Extrait du texte.
______________________________
La machine de fusion Wendelstein 7-AS laisse la place à son successeur
L’installation de fusion Wendelstein 7-AS aménagée à l’Institut Max-Planck de la physique du plasma (IPP) à Garching, en Allemagne, a réalisé sa dernière expérience le soir du 31 juillet 2002. Après 14 ans de service, elle va être arrêtée dans le but de libérer des ressources et du personnel pour la mise en place d’une machine plus grande, Wendelstein 7-X, à l’institut annexe de l’IPP à Greifswald.
Première installation de la nouvelle génération des "stellarators avancés", Wendelstein 7-AS a enregistré des succès qui ont dépassé toutes les espérances.
La mission du millier d'employés de Garching et de Greifswald est de réaliser des recherches fondamentales en vue de la mise au point d'une centrale à fusion qui, comme le soleil, serait capable de produire de l'énergie à partir de la fusion de noyaux d'atomes. Il s'agit à cette fin de confiner le combustible de fusion - un plasma d'hydrogène de densité faible - dans des champs magnétiques annulaires et de l'échauffer à des températures supérieures à 100 millions de degrés.
______________________________
Liste des entrées.
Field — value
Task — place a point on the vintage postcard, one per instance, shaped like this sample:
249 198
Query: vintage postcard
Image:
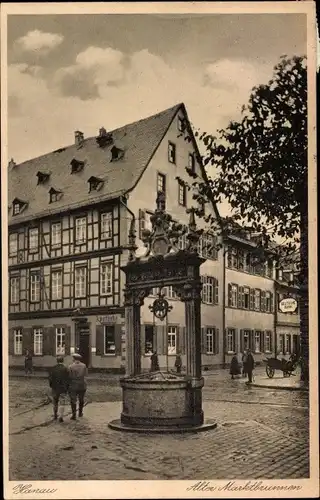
159 237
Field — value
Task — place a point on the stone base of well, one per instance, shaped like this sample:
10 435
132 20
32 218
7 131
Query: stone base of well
161 402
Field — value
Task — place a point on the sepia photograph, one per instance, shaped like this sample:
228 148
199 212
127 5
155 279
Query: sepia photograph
159 224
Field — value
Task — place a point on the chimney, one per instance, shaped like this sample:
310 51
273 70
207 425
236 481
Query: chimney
102 132
78 138
11 163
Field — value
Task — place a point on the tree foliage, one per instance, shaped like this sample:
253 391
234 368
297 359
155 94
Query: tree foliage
259 163
259 166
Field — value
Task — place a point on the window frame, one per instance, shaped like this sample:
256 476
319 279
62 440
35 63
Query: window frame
77 270
172 149
58 296
108 216
235 289
60 331
33 249
163 178
17 293
55 244
84 229
15 252
256 295
105 330
267 335
191 162
211 333
17 332
152 328
172 332
37 288
108 289
37 331
257 332
231 333
182 193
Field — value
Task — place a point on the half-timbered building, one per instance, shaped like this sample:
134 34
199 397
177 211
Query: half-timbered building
69 216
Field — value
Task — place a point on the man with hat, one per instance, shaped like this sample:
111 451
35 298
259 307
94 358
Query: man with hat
59 383
77 385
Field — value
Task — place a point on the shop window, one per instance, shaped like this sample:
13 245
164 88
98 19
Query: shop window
149 339
109 339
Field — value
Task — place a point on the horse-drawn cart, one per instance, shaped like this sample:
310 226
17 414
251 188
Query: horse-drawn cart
286 366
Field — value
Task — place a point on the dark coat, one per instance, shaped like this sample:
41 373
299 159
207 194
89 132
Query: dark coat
178 362
234 366
154 363
77 375
59 378
250 362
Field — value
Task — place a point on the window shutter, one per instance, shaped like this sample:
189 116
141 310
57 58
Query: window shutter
67 340
142 222
11 341
262 346
99 340
155 339
27 340
272 302
142 338
216 291
203 341
236 340
117 339
251 299
162 340
48 334
229 295
216 349
240 295
251 340
241 341
182 339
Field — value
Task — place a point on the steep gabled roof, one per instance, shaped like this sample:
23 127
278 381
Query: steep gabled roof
139 140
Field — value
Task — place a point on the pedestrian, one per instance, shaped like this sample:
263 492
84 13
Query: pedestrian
250 366
244 363
154 362
77 385
59 383
234 367
28 363
178 363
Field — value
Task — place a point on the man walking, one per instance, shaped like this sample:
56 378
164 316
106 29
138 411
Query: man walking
59 383
250 366
78 385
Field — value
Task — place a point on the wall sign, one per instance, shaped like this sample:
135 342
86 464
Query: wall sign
109 319
288 305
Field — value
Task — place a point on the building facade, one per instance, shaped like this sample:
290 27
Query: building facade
69 218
______________________________
Consigne. Veuillez écrire la suite de l'article sur l'arrêt de la machine de fusion Wendelstein 7-AS, en reprenant après sa dernière phrase.

Réponse rédigée.
Wendelstein 7-AS était une expérience de fusion du type "stellarator", moins répandu; la chambre magnétique pour le plasma est exclusivement produite ici par des bobines magnétiques extérieures. Ceci permet une exploitation en continu des installations mais exige des bobines magnétiques de forme nettement plus complexe qu'avec les installations du type "tokamak", la ligne expérimentale qui domine à l'heure actuelle. Les tokamaks ont également recours, pour le confinement du plasma, au champ magnétique d'un courant électrique circulant dans le plasma. Sans mesures supplémentaires, les tokamaks ne peuvent toutefois fonctionner que par impulsions. L'IPP est le seul institut au monde qui étudie en parallèle les deux techniques. Garching abrite le tokamak Asdex Upgrade, la plus grande expérience de fusion allemande, et on est en train de construire à Greifswald le nouveau stellarator Wendelstein 7-X, successeur du 7-AS.
Le développement de stellarators avancés a été lancé à partir de l'idée que les installations de ce type étaient largement inférieures aux tokamaks. La qualité insatisfaisante du confinement par le champ magnétique et la complexité de sa réalisation par des bobines magnétiques enroulées en spirale autour de la cuve du plasma faisaient des stellarators de piètres candidats à une centrale à fusion. La recherche à l'IPP a donc emprunté des voies nouvelles: on a commencé par chercher systématiquement le champ magnétique optimal. Des travaux théoriques et de calcul minutieux permirent de choisir, parmi les multiples configurations possibles de stellarators, les champs les plus stables et les plus isolants à la chaleur pour le plasma.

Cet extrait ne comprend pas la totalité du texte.